▶ **Seção de texto**
——————————
Ana Paula Almeida |
Pronto
desde 21 de julho, deixei este artigo para publicar em agosto porque foi o mês no
qual Machado de Assis situou Memórias
Póstumas de Brás Cubas – “expirei às 2 horas da tarde de uma sexta-feira do
mês de agosto”, diz o narrador da estória. O 21 de julho, berço deste texto, foi
data em que minh’amiga artista Ana Paula Almeida trocou sua foto do perfil no
Facebook. Posou de lado para a câmera, e nesta pose o braço protagoniza. Como
se na orquestra harmoniosa do corpo, o braço fosse o solista.
Nos
livros de Machado de Assis, o elogio aos braços femininos é uma constante. O romance Dom
Casmurro tem um capítulo dedicado a eles. Diz o narrador Bentinho:
“ [Os braços de Capitú] Eram belos, não
creio que houvesse iguais na cidade... os homens não se fartavam de olhar para
eles, de os buscar, quase de os pedir”.
No conto
Missa do Galo, Machado de Assis
mergulha o leitor numa sensualidade de alta voltagem. Uma mulher e um rapaz
conversam na sala da casa, na noite de Natal. O marido dela foi visitar a
amante. O moço está hospedado na residência do casal. Ele espera por um amigo
para irem à Missa do Galo. Conceição circula pela sala. O rapaz nota que, “embora
magra, tinha não sei que balanço no andar”. Ele com 17 anos. Ela, 30. Experiente; fêmea no total controle da
técnica de seduzir. Espeta no garoto olhos enfiados por entre pálpebras semicerradas.
Passa a língua nos lábios. Deixa cair a manga do roupão; aparecem seus braços nus.
Pede que, para não acordar a mãe dela que dorme no quarto ao lado, ele fale
mais baixo, bem baixinho. Sussurram. Depositam palavras diretamente no ouvido
um do outro. O bobalhão não se toca. Tão tonto que já na primeira linha da
narrativa diz: “Nunca pude entender a conversação que tive com uma senhora, há
muitos anos...”
Em
Memórias Póstumas de Brás Cubas,
ombros e braços da personagem feminina central reluzem pelo transcorrer de toda
a trama. Virgília desponta na vida de Brás Cubas aos 16 anos. Ele com 26. Brás
Cubas se derrete na descrição daquela que será sua amante: “era a mais atrevida
criatura da nossa raça, e, com certeza, a mais voluntariosa. Era bonita,
fresca, cheia daquele feitiço precário e eterno que o indivíduo passa a outro
indivíduo, para os fins secretos da criação”.
——————————
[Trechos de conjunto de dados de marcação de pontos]

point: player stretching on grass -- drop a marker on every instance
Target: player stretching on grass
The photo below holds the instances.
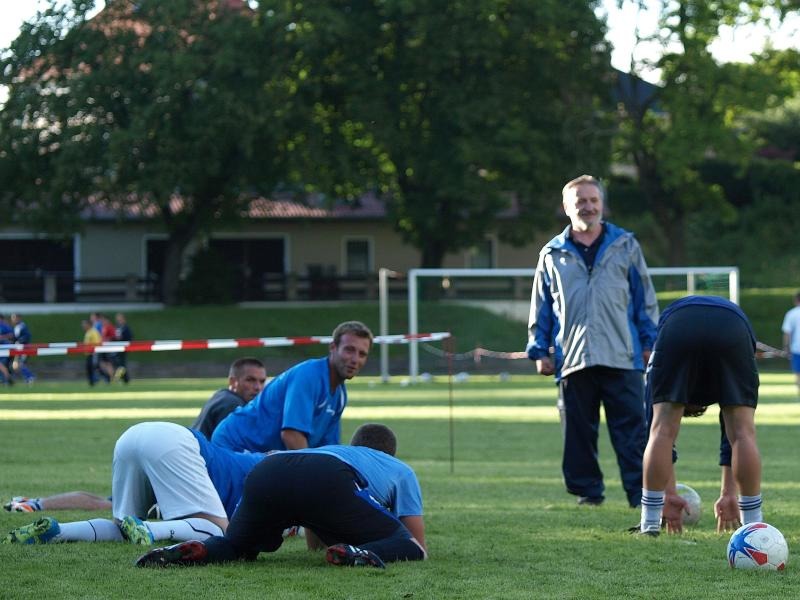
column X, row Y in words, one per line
column 301, row 407
column 196, row 485
column 362, row 503
column 246, row 379
column 704, row 354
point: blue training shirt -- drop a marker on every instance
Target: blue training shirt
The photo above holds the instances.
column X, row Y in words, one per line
column 227, row 470
column 389, row 480
column 298, row 398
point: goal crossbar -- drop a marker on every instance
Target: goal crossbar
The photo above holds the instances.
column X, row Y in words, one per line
column 691, row 274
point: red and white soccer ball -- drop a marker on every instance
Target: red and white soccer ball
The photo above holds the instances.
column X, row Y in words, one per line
column 694, row 506
column 758, row 546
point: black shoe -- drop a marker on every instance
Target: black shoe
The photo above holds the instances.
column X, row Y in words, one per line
column 345, row 555
column 590, row 500
column 185, row 554
column 637, row 530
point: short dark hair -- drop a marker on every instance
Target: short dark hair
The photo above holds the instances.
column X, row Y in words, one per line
column 357, row 328
column 375, row 436
column 240, row 363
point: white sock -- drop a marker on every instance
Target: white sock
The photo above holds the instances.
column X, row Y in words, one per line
column 750, row 509
column 652, row 510
column 183, row 530
column 95, row 530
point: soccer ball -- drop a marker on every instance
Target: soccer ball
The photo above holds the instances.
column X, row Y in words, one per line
column 758, row 546
column 694, row 506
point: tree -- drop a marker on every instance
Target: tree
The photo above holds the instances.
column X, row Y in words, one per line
column 456, row 108
column 148, row 108
column 696, row 113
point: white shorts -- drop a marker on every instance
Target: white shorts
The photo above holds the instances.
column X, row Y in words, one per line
column 161, row 462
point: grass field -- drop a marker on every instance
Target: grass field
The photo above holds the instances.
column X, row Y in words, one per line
column 499, row 524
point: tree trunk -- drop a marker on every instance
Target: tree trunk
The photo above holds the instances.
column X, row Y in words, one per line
column 173, row 264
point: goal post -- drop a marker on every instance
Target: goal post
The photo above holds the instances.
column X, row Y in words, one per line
column 725, row 278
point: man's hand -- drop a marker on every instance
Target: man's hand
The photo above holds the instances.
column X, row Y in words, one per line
column 674, row 506
column 726, row 509
column 544, row 366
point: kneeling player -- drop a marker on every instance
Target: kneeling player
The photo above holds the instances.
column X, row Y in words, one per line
column 704, row 354
column 363, row 504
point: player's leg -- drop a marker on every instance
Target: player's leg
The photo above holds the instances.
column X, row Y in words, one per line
column 746, row 460
column 581, row 469
column 657, row 467
column 162, row 462
column 623, row 399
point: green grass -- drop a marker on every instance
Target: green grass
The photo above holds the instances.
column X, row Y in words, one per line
column 499, row 525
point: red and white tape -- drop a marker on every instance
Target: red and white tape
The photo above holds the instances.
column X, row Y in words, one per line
column 61, row 348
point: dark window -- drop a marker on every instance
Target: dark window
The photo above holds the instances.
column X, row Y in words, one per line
column 357, row 257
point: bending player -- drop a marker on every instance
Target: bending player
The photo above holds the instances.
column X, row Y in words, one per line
column 362, row 503
column 704, row 354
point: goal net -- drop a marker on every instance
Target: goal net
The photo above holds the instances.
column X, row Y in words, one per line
column 435, row 295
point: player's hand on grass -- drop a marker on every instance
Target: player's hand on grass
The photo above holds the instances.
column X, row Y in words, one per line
column 674, row 506
column 726, row 509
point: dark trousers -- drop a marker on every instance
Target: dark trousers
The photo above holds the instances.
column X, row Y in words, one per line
column 319, row 492
column 621, row 392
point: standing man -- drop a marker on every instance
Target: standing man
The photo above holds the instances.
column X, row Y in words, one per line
column 791, row 337
column 704, row 354
column 22, row 335
column 301, row 407
column 246, row 379
column 594, row 304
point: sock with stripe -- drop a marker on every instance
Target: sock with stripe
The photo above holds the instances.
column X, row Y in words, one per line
column 750, row 509
column 652, row 510
column 183, row 530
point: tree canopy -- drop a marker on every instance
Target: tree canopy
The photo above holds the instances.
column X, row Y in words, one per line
column 153, row 109
column 696, row 113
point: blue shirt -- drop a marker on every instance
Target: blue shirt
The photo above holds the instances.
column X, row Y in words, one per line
——————————
▶ **Tarefa escrita**
Por favor, diga qual romance, segundo o texto sobre os braços femininos na obra de Machado de Assis, tem um capítulo dedicado a eles.

▶ **Resposta completa**
Dom Casmurro.